>>>
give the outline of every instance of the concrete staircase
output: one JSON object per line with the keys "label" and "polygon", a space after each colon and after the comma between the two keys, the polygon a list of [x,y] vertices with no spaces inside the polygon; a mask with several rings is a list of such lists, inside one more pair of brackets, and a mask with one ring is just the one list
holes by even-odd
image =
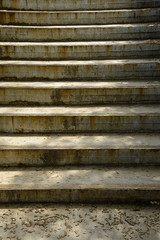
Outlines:
{"label": "concrete staircase", "polygon": [[0,9],[0,202],[160,201],[160,1]]}

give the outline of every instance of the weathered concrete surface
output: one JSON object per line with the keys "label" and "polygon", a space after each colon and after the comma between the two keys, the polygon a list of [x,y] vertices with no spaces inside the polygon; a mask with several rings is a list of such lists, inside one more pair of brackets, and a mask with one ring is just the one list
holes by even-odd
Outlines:
{"label": "weathered concrete surface", "polygon": [[160,82],[0,82],[0,105],[160,103]]}
{"label": "weathered concrete surface", "polygon": [[86,10],[86,9],[127,9],[127,8],[145,8],[160,7],[159,0],[1,0],[0,8],[5,9],[24,9],[24,10]]}
{"label": "weathered concrete surface", "polygon": [[158,134],[0,137],[0,166],[159,165]]}
{"label": "weathered concrete surface", "polygon": [[1,239],[160,240],[159,206],[0,205]]}
{"label": "weathered concrete surface", "polygon": [[160,132],[160,105],[0,107],[0,132]]}
{"label": "weathered concrete surface", "polygon": [[[10,104],[10,109],[3,108],[0,117],[1,131],[8,134],[0,135],[0,166],[17,167],[0,168],[0,202],[160,201],[160,134],[154,132],[160,128],[160,111],[156,106],[149,107],[149,101],[156,102],[160,99],[159,84],[154,82],[150,85],[152,81],[159,81],[160,77],[157,41],[160,38],[160,19],[159,9],[151,7],[160,7],[160,1],[0,0],[0,9],[3,9],[0,12],[0,36],[3,46],[0,53],[4,58],[0,61],[0,81],[10,81],[8,84],[21,82],[19,87],[15,84],[15,87],[10,85],[10,89],[6,89],[5,85],[0,89],[0,104],[7,101]],[[8,12],[7,9],[27,11]],[[58,10],[60,11],[57,13]],[[79,10],[85,11],[78,12]],[[41,14],[38,11],[42,11]],[[54,20],[55,17],[57,21]],[[12,25],[3,25],[5,21]],[[29,26],[26,26],[27,22]],[[150,40],[146,41],[148,39]],[[109,40],[115,43],[110,42],[107,45],[107,42],[102,42]],[[100,45],[95,41],[101,41]],[[10,42],[11,46],[8,46]],[[29,45],[26,49],[27,42]],[[12,54],[12,51],[15,53]],[[92,54],[89,55],[90,52]],[[111,60],[112,58],[114,59]],[[116,85],[117,81],[124,79],[127,82],[121,87],[120,83]],[[66,83],[64,87],[60,86],[60,81],[64,84],[67,80],[75,81],[75,85]],[[90,85],[87,85],[87,80]],[[32,81],[32,84],[27,81]],[[36,81],[43,81],[42,88],[37,87]],[[45,81],[48,83],[44,83]],[[47,86],[49,81],[52,84],[50,87]],[[59,83],[55,82],[53,87],[54,81]],[[76,85],[77,81],[79,87]],[[80,86],[80,81],[86,83]],[[98,81],[105,83],[99,86]],[[107,81],[114,83],[105,85],[103,89]],[[91,86],[93,82],[94,87]],[[127,87],[124,87],[126,83]],[[28,104],[27,98],[31,93],[34,94],[34,91],[36,94],[29,101],[32,104],[37,103],[39,89],[43,93],[40,104],[49,102],[63,105],[63,101],[70,104],[74,102],[74,98],[74,104],[77,104],[82,93],[83,98],[79,105],[87,104],[87,101],[89,104],[95,102],[96,105],[103,101],[105,96],[105,104],[107,100],[114,100],[115,104],[119,99],[121,103],[129,101],[130,107],[108,105],[96,109],[95,106],[63,106],[39,110],[33,107],[28,110],[25,108],[26,112],[11,107],[11,104],[25,104],[24,99]],[[15,96],[17,90],[19,93]],[[23,93],[24,98],[21,96]],[[99,95],[101,98],[97,101]],[[148,96],[150,97],[147,102]],[[148,108],[131,105],[134,101],[144,101]],[[134,133],[104,133],[117,132],[119,129]],[[148,133],[140,133],[142,130]],[[23,134],[13,134],[19,131]],[[43,134],[40,134],[40,131]],[[53,135],[53,131],[59,132],[59,135]],[[80,131],[78,135],[77,132]],[[83,131],[85,133],[82,133]],[[87,131],[97,132],[87,134]],[[100,133],[102,131],[103,134]],[[136,131],[138,133],[135,133]],[[152,133],[149,134],[149,131]],[[72,166],[67,167],[67,164]],[[109,167],[109,164],[112,166]],[[22,166],[35,168],[21,168]],[[62,235],[60,239],[66,236]],[[1,238],[0,236],[0,240]]]}
{"label": "weathered concrete surface", "polygon": [[[23,183],[22,183],[23,184]],[[160,201],[156,185],[1,185],[0,203],[150,203]]]}
{"label": "weathered concrete surface", "polygon": [[78,25],[154,22],[160,20],[160,8],[99,11],[0,11],[0,24]]}
{"label": "weathered concrete surface", "polygon": [[121,80],[160,77],[160,59],[0,61],[0,80]]}
{"label": "weathered concrete surface", "polygon": [[160,201],[159,167],[1,168],[0,202]]}
{"label": "weathered concrete surface", "polygon": [[[95,140],[95,141],[93,141]],[[150,146],[159,148],[159,134],[104,134],[104,135],[1,135],[1,149],[88,149],[139,148]]]}
{"label": "weathered concrete surface", "polygon": [[81,107],[1,107],[0,117],[6,116],[156,116],[160,105],[81,106]]}
{"label": "weathered concrete surface", "polygon": [[76,25],[76,26],[10,26],[0,25],[1,41],[96,41],[160,38],[159,23]]}
{"label": "weathered concrete surface", "polygon": [[[124,184],[149,187],[160,186],[160,167],[105,167],[105,166],[63,166],[47,168],[0,168],[0,189],[8,185],[21,185],[21,189],[36,185],[111,185]],[[3,187],[4,185],[4,187]],[[121,186],[123,188],[123,186]]]}
{"label": "weathered concrete surface", "polygon": [[105,42],[0,42],[1,59],[68,60],[160,57],[160,40]]}

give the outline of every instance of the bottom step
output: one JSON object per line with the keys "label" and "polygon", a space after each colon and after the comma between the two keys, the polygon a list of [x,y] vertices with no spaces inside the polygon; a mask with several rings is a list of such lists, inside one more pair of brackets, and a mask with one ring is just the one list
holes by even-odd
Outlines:
{"label": "bottom step", "polygon": [[0,202],[160,201],[160,167],[1,168]]}

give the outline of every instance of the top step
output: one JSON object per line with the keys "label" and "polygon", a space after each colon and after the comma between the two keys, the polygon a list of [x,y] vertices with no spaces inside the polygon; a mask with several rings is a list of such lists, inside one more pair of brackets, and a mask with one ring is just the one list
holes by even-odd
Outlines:
{"label": "top step", "polygon": [[0,0],[0,9],[97,10],[160,7],[159,0]]}

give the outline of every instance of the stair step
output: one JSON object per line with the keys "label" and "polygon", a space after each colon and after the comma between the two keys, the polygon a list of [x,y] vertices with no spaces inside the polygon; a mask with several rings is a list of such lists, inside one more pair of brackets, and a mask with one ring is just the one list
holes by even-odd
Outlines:
{"label": "stair step", "polygon": [[160,103],[160,82],[0,82],[0,105]]}
{"label": "stair step", "polygon": [[77,25],[77,26],[10,26],[0,25],[1,41],[94,41],[160,38],[159,23]]}
{"label": "stair step", "polygon": [[146,8],[160,7],[159,0],[1,0],[1,9],[19,10],[86,10],[86,9],[126,9],[126,8]]}
{"label": "stair step", "polygon": [[0,132],[160,132],[160,105],[1,107]]}
{"label": "stair step", "polygon": [[0,15],[0,203],[160,202],[160,0]]}
{"label": "stair step", "polygon": [[121,80],[160,77],[160,59],[0,61],[0,80]]}
{"label": "stair step", "polygon": [[1,59],[81,60],[160,56],[160,40],[105,42],[0,42]]}
{"label": "stair step", "polygon": [[154,22],[160,20],[160,8],[98,11],[0,11],[0,24],[76,25]]}
{"label": "stair step", "polygon": [[156,133],[1,134],[0,166],[159,165],[159,143],[160,135]]}
{"label": "stair step", "polygon": [[1,168],[0,202],[160,200],[160,167]]}

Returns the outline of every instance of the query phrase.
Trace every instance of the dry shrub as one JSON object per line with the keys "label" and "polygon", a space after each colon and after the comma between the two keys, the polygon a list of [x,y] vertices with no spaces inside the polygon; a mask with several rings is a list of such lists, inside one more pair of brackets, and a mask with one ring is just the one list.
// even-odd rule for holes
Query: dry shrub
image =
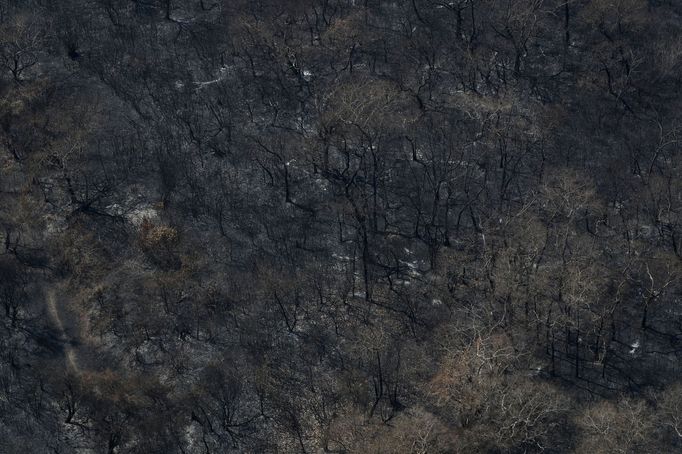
<<<
** Task requirements **
Look through the data above. Find each line with the string "give" and copy it.

** Reply **
give the outline of every instance of the concrete staircase
give the outline of every instance of the weathered concrete surface
give the outline of every instance of the bottom step
give the outline of every instance of the top step
give the outline of every instance of the stair step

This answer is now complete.